**Bounding-box entries:**

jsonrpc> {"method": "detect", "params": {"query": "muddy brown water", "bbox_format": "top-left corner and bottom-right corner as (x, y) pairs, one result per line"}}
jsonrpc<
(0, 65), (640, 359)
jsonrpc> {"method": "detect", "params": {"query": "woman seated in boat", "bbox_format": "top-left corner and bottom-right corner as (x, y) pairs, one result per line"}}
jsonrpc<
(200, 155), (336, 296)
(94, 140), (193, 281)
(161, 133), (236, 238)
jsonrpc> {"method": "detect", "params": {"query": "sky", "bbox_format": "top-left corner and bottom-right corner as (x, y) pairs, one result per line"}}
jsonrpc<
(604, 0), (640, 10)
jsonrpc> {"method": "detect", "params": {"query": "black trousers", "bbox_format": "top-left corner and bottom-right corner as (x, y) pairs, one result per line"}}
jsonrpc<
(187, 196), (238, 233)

**INSTRUCTIONS FOR THE TASK:** Pull out each line of the entries above that contains the word "boat", and copy those lines unchanged.

**THE REPLY:**
jsonrpc> {"method": "detect", "params": {"query": "woman seated in boat", "bbox_format": "top-left corner and bottom-right corner as (x, y) pairs, one result per line"}}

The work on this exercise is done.